--- BEGIN Records for this task ---

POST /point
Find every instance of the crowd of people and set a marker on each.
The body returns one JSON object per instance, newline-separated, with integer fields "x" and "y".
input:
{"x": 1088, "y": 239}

--- END Records for this task ---
--- BEGIN Records for this task ---

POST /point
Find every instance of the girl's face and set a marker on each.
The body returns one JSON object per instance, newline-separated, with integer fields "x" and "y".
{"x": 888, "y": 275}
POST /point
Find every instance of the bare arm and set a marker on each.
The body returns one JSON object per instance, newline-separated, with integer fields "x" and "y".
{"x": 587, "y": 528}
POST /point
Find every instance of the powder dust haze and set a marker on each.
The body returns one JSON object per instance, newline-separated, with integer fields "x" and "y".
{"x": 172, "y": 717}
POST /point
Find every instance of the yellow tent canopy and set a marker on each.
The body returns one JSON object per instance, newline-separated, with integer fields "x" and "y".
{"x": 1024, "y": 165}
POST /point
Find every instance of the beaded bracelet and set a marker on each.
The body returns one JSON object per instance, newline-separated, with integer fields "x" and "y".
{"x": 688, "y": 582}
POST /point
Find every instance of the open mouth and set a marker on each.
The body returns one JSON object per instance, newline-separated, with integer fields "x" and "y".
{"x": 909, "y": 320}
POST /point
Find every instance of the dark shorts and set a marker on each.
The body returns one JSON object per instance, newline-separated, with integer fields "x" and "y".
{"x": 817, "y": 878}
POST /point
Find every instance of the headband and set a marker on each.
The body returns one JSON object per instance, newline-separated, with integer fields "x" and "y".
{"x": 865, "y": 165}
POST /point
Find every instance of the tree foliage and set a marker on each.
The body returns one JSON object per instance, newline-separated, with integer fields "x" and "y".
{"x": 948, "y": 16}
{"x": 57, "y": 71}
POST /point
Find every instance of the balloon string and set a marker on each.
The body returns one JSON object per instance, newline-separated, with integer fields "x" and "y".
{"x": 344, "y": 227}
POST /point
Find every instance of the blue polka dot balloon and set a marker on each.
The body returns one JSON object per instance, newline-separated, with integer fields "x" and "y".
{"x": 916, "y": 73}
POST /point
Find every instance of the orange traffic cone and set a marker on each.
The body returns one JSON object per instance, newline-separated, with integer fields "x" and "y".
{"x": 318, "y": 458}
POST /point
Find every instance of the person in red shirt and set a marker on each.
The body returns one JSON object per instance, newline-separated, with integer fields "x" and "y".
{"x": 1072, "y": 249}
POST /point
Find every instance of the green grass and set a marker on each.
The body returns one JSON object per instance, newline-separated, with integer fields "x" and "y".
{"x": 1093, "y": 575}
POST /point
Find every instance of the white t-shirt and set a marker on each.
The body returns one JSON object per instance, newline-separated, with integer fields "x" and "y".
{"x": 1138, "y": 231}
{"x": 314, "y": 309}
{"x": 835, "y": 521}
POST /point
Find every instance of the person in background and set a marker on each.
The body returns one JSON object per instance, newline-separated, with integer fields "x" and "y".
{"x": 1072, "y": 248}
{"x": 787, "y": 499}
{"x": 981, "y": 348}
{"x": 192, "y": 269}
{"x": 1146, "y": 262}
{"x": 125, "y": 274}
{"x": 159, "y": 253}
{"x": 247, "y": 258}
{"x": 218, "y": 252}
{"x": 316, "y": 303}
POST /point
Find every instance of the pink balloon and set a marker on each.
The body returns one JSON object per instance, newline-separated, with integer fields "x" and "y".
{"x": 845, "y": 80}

--- END Records for this task ---

> Goal
Pull out every line in the entries above that contains the word "balloon", and copy each one as it stands.

> Written solution
Find every instance of the balloon string and set a marker on each.
Find every instance of the blue polka dot balloon and set a marker on each.
Find every instance of the pink balloon and set a marker on each.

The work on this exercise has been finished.